-- START --

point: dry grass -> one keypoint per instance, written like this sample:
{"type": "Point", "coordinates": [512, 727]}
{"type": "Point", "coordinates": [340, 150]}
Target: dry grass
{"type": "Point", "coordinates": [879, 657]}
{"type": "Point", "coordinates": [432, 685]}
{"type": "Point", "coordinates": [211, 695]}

-- END --
-- START --

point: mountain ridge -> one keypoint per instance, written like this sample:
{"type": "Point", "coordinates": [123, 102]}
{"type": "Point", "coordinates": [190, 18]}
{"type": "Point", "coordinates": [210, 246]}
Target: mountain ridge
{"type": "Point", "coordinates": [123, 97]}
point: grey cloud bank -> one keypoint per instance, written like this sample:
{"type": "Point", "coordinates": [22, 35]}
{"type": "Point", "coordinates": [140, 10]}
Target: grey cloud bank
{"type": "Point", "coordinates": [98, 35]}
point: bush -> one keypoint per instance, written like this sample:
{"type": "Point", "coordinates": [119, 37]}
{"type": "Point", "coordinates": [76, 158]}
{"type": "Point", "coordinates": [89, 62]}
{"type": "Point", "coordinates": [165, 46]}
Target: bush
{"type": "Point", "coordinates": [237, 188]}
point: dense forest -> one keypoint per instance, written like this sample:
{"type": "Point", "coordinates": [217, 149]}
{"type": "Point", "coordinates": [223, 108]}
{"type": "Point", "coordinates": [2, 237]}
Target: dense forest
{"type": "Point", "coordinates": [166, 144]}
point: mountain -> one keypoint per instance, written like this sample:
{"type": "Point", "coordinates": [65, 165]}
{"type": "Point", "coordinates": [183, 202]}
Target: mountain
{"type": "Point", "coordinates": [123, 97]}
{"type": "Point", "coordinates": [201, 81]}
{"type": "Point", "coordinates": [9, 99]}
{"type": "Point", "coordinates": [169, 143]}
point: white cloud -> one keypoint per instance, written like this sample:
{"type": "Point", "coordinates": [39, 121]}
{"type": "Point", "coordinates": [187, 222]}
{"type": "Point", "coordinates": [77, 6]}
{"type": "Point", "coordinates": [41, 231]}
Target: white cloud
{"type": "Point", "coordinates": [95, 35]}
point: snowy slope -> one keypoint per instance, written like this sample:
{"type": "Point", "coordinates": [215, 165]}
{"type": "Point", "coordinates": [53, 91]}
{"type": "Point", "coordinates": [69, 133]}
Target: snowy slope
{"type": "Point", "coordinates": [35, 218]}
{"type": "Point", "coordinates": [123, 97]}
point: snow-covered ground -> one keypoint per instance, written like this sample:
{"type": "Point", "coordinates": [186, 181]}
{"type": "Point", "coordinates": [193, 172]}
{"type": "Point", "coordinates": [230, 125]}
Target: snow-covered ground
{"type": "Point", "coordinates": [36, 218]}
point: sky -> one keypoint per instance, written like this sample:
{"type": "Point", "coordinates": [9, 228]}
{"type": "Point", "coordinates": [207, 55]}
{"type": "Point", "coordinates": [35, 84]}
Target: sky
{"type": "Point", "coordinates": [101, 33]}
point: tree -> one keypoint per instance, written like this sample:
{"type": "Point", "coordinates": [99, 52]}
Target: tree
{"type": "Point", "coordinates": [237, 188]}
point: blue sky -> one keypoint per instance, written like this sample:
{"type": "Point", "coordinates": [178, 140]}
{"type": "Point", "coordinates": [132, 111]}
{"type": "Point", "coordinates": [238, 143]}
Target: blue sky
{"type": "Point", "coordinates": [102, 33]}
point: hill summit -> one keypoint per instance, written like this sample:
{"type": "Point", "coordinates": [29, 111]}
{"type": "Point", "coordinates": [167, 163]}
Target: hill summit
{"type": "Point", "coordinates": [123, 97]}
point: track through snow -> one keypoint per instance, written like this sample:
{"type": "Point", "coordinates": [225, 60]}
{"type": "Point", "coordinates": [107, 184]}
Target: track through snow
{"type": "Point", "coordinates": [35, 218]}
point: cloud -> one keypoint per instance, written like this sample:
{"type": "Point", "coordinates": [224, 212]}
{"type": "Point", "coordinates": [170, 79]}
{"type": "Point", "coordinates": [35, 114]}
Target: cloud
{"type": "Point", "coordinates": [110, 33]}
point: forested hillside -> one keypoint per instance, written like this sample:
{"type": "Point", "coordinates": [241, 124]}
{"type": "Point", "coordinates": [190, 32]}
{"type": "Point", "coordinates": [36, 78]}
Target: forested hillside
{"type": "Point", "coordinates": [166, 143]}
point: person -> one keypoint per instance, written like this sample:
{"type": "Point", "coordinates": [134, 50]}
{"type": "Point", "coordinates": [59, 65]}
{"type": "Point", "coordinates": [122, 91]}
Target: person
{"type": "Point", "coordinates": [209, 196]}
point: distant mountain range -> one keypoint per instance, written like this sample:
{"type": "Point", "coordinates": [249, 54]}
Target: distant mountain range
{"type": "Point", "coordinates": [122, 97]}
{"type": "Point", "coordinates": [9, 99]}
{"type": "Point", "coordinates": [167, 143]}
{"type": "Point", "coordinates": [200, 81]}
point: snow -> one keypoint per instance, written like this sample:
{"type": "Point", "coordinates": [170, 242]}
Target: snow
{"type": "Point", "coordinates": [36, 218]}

-- END --

**TASK REQUIREMENTS:** Please pick out every line in the items above that contains the word "tree", and copy each one. Case counts.

**TASK SOLUTION:**
point: tree -> one keypoint per instance, written like this sample:
Target: tree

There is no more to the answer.